Source records:
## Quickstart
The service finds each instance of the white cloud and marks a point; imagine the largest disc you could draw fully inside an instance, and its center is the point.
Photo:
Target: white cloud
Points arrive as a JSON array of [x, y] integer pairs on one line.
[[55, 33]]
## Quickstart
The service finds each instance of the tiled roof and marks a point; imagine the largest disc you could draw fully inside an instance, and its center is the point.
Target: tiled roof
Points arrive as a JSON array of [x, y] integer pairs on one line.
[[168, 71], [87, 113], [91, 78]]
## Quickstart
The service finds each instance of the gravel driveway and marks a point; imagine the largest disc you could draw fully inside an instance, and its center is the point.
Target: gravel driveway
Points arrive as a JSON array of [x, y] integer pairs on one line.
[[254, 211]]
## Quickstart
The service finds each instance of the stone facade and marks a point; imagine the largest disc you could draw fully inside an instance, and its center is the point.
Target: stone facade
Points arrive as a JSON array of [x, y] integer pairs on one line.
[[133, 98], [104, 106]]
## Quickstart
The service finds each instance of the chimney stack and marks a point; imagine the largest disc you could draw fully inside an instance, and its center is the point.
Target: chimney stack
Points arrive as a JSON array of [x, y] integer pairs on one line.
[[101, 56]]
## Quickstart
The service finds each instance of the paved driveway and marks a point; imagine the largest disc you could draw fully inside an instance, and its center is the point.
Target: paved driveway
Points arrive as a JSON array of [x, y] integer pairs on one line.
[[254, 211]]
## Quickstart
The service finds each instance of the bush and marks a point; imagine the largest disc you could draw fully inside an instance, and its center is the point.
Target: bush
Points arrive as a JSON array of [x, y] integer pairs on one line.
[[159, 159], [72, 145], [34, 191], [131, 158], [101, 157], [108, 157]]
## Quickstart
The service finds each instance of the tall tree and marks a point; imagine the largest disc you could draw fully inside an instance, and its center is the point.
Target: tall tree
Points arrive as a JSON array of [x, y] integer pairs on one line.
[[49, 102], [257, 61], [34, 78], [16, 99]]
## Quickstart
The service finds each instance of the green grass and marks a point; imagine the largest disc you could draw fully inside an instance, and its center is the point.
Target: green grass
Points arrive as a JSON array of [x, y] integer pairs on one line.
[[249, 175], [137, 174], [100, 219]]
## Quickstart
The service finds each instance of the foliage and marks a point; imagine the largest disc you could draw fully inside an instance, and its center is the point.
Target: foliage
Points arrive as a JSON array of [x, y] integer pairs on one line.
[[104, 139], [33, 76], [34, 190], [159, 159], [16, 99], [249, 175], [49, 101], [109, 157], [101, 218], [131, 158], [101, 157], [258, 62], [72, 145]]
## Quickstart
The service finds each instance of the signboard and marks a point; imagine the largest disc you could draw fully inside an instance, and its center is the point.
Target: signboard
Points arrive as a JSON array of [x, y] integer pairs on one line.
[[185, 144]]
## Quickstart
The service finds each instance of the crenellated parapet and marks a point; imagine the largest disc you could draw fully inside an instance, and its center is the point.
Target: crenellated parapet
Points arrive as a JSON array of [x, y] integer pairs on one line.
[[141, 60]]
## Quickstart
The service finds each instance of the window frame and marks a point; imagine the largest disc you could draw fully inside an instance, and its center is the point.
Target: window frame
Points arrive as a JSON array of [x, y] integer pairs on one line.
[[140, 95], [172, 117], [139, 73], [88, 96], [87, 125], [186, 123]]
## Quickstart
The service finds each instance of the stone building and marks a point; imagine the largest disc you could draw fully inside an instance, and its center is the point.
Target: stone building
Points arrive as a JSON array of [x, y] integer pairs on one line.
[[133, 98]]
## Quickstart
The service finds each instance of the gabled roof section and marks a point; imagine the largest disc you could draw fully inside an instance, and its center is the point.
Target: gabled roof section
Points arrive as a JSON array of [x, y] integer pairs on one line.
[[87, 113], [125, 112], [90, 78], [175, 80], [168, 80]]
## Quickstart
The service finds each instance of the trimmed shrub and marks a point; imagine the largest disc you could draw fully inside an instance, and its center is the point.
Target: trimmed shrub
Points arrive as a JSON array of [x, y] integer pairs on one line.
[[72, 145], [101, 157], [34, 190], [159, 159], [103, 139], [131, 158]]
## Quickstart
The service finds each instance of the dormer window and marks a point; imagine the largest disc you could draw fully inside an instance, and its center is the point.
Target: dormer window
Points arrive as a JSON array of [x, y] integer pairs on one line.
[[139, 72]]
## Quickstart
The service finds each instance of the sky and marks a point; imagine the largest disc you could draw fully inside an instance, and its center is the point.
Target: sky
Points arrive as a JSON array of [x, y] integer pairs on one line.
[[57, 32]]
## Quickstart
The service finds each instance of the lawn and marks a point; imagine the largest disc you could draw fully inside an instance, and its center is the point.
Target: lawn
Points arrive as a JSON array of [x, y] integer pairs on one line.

Exercise aim: Render all of the lines above as a Markdown table with two columns, Row and Text: give each line its row number and leave out any blank lines.

Result of this task:
| Row | Text |
|---|---|
| 1 | ## Quickstart |
| 2 | The service finds each instance of the white cloud and marks a point; imagine the largest disc you could draw fully inside an instance, and its center is the point. |
| 3 | Photo: |
| 4 | Target: white cloud |
| 5 | Points arrive as a JSON array of [x, y] integer pairs on one line. |
| 6 | [[55, 33]] |
| 7 | ## Quickstart |
| 8 | The service finds each instance of the tiled roof and marks a point; imagine the largest disc you could draw fully inside an instance, and its center is the point. |
| 9 | Target: tiled roof |
| 10 | Points arrive as a JSON array of [x, y] integer pairs on one line. |
| 11 | [[168, 71], [87, 113], [91, 78]] |
| 12 | ## Quickstart |
| 13 | The service finds each instance of the gravel driveway and marks a point; imagine the largest disc you could draw fully inside an instance, and its center is the point. |
| 14 | Target: gravel driveway |
| 15 | Points arrive as a JSON array of [x, y] integer pairs on one line. |
| 16 | [[254, 211]] |
| 17 | ## Quickstart |
| 18 | The service finds each instance of the stone facade and marks a point; imagine the largest disc you could draw fully inside an instance, and its center is the point. |
| 19 | Target: stone facade |
| 20 | Points arrive as a JSON array of [x, y] integer pairs on one line. |
| 21 | [[133, 98], [104, 106]] |
| 22 | ## Quickstart |
| 23 | The service finds each instance of the chimney stack and marks a point; imagine the largest disc you could draw fully inside an instance, and its center is the point. |
| 24 | Target: chimney stack |
| 25 | Points arrive as a JSON array of [x, y] integer pairs on one line. |
| 26 | [[101, 56]] |
| 27 | ## Quickstart |
| 28 | The service finds each instance of the paved driveway and marks a point; imagine the largest disc you could draw fully inside an instance, and its center is the point. |
| 29 | Target: paved driveway |
| 30 | Points arrive as a JSON array of [x, y] integer pairs on one line. |
| 31 | [[254, 211]] |
| 32 | ## Quickstart |
| 33 | The service finds each instance of the bush and marks a point; imagine the largest disc you could draw fully inside an instance, and its center is the point. |
| 34 | Target: bush |
| 35 | Points arrive as a JSON array of [x, y] integer pairs on one line. |
| 36 | [[159, 159], [72, 145], [34, 191], [131, 158], [101, 157], [108, 157]] |
| 37 | ## Quickstart |
| 38 | The service finds each instance of the tall tree and marks a point; imagine the largest disc you could draw fully inside an instance, and its center is the point. |
| 39 | Target: tall tree |
| 40 | Points arrive as a JSON array of [x, y] integer pairs on one line. |
| 41 | [[49, 102], [257, 61], [34, 78], [16, 99]] |
| 42 | ## Quickstart |
| 43 | The service finds each instance of the green grass and marks a point; imagine the largest disc you could draw fully inside an instance, and its center is the point. |
| 44 | Target: green grass |
| 45 | Points arrive as a JSON array of [x, y] integer pairs on one line. |
| 46 | [[249, 175], [137, 174], [100, 219]] |
| 47 | ## Quickstart |
| 48 | The service finds each instance of the foliage and marks a point; imagine the largest disc you could draw fully inside an instance, and its center is the point. |
| 49 | Target: foliage |
| 50 | Points arrive as a JSON array of [x, y] integer pairs on one line. |
| 51 | [[104, 139], [33, 76], [34, 190], [159, 159], [16, 99], [249, 175], [49, 101], [109, 157], [101, 218], [131, 158], [101, 157], [258, 62], [72, 145]] |
| 52 | ## Quickstart |
| 53 | The service finds each instance of the signboard and marks a point; imagine the largest disc you could draw fully inside an instance, and its center is the point. |
| 54 | Target: signboard |
| 55 | Points arrive as a JSON array of [x, y] integer pairs on one line. |
| 56 | [[185, 144]] |
| 57 | ## Quickstart |
| 58 | The service finds each instance of the crenellated parapet and marks a point; imagine the largest disc you could draw fully inside an instance, and its center is the point. |
| 59 | Target: crenellated parapet |
| 60 | Points arrive as a JSON array of [x, y] integer pairs on one line. |
| 61 | [[141, 60]] |
| 62 | ## Quickstart |
| 63 | The service finds each instance of the window frame and marks a point; imagine the largest disc you could draw fully inside an instance, and its center is the point. |
| 64 | Target: window frame |
| 65 | Points arrive as a JSON array of [x, y] integer pairs on one line. |
| 66 | [[140, 95], [172, 117], [139, 73], [88, 96], [87, 125], [186, 123]] |
| 67 | ## Quickstart |
| 68 | The service finds each instance of the stone building and marks a point; imagine the largest disc you could draw fully inside an instance, and its center is the point. |
| 69 | Target: stone building |
| 70 | Points arrive as a JSON array of [x, y] integer pairs on one line. |
| 71 | [[133, 98]] |
| 72 | ## Quickstart |
| 73 | The service finds each instance of the gabled roof section and marks a point; imagine the largest disc you could draw fully inside an instance, and its center is the point. |
| 74 | Target: gabled roof section |
| 75 | Points arrive as a JSON array of [x, y] integer pairs on one line. |
| 76 | [[87, 113], [125, 112], [90, 78], [175, 80], [168, 80]] |
| 77 | ## Quickstart |
| 78 | The service finds each instance of the trimmed shrub and marks a point; imagine the largest disc you could draw fully inside an instance, and its center is the point. |
| 79 | Target: trimmed shrub |
| 80 | Points arrive as a JSON array of [x, y] integer pairs on one line. |
| 81 | [[72, 145], [101, 157], [34, 190], [159, 159], [103, 139], [131, 158]] |
| 82 | ## Quickstart |
| 83 | The service finds each instance of the dormer window and marks a point; imagine the largest disc you could draw fully inside an instance, and its center is the point. |
| 84 | Target: dormer window |
| 85 | Points arrive as a JSON array of [x, y] integer pairs on one line. |
| 86 | [[139, 72]] |
| 87 | ## Quickstart |
| 88 | The service finds each instance of the sky and marks a point; imagine the largest disc you could draw fully inside an instance, and its center is the point. |
| 89 | Target: sky |
| 90 | Points arrive as a JSON array of [x, y] integer pairs on one line. |
| 91 | [[57, 32]] |
| 92 | ## Quickstart |
| 93 | The service finds each instance of the lawn and marks a point; imagine the largest disc you could draw fully inside an instance, and its center is the point. |
| 94 | Target: lawn |
| 95 | Points arrive as a JSON array of [x, y] integer pairs on one line. |